**Task directions:** An exact, complete copy of the data is all that is needed.

Point-per-instance localization data:
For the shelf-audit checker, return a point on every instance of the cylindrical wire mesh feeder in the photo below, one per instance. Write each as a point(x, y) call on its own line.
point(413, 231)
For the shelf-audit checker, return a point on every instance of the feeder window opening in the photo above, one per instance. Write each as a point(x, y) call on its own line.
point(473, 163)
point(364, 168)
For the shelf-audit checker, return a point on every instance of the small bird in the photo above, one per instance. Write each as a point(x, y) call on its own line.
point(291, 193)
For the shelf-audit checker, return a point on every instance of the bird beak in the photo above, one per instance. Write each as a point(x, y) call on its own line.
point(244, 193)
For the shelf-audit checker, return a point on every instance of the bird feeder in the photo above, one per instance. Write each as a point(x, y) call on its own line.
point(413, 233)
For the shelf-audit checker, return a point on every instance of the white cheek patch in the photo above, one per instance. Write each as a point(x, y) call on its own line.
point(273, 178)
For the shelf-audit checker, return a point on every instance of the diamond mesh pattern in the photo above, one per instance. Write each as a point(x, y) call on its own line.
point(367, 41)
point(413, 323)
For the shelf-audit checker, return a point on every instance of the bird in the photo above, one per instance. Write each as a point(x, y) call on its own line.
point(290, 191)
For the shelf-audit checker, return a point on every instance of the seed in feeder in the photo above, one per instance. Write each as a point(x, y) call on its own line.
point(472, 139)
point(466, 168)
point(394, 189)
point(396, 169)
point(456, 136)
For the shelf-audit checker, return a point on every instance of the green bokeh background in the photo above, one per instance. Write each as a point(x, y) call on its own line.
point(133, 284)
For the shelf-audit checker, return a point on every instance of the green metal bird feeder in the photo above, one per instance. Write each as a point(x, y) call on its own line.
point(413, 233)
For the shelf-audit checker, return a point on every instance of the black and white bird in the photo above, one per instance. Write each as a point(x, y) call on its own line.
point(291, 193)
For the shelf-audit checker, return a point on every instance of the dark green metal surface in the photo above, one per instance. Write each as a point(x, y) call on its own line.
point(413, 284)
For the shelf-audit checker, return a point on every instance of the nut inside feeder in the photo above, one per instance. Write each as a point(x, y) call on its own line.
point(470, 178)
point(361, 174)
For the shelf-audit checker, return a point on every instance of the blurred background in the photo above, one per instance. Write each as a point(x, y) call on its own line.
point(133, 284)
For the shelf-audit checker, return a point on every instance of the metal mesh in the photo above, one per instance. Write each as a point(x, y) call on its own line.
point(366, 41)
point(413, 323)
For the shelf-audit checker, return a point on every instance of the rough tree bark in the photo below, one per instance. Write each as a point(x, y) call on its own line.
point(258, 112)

**Answer to this problem:**
For the shelf-audit checker, return a point on every instance of the cylindrical wire mesh feeder in the photo below, one per instance. Write each as a point(x, y) call on its own line.
point(413, 231)
For the shelf-audit checker, return a point on every instance of the feeder window opening in the photo above, one per instance. Write each as a point(x, y) call on its own line.
point(473, 163)
point(364, 168)
For the shelf-audit checker, return a point on every instance of the small bird in the photo above, one per instance. Write each as a point(x, y) call on its own line.
point(291, 193)
For the shelf-audit checker, return a point on every instance of the bird beak in the photo above, one per instance. Write each as a point(x, y) call on its own line.
point(244, 193)
For the shelf-audit checker, return a point on every instance of the bird feeder in the photo above, one per instance. Write each as a point(x, y) call on its own line.
point(413, 233)
For the shelf-audit checker, return a point on every instance of the white cheek patch in the photo above, one per instance. Write each as a point(x, y) call on its own line.
point(273, 178)
For the shelf-audit checker, return a point on every instance of the diamond mesh pattern in the photo above, one per instance. Write each as a point(x, y) call on its own line.
point(367, 41)
point(413, 323)
For the shelf-audit checker, return a point on every instance of the bird in the photo above, one per instance. Write each as a point(x, y) call on its own line.
point(290, 191)
For the shelf-audit checker, return a point on every instance of the seed in feeder in the photo above, one per instance. Write each as a point(x, y) call on its own line.
point(472, 139)
point(466, 168)
point(394, 189)
point(396, 169)
point(456, 136)
For the shelf-audit checker, return a point on every instance of the green bokeh background in the photo above, one per instance. Write each as a point(x, y) call on its own line.
point(133, 284)
For the shelf-audit checker, return a point on every instance of the green metal bird feeder in the photo above, one per instance. Write each as a point(x, y) call on its own line.
point(413, 233)
For the shelf-audit checker, return a point on every instance of the black and white bird in the photo above, one per instance. Write each as a point(x, y) call on its own line.
point(291, 193)
For the shelf-audit checker, return a point on every instance of the dark green metal surface in the photo above, one per instance. Write each as a point(x, y) call on its own line.
point(413, 284)
For the shelf-audit checker, return a point on every instance of the nut inside feeder in the photo above, one per instance. Write each as a point(x, y) call on its own line.
point(470, 178)
point(361, 174)
For the shelf-audit checker, return a point on every instance of the blurred background in the photo above, one per instance. Write each as a point(x, y) call on its own line.
point(133, 284)
For the shelf-audit checker, return a point on every instance of the metal mesh in the photo above, one per instance. Write each as a point(x, y) call on its own line.
point(366, 41)
point(413, 323)
For the shelf-audit checker, return a point on every instance of the rough tree bark in the photo below, one per instance. Write each as a point(x, y) call on its own line.
point(258, 112)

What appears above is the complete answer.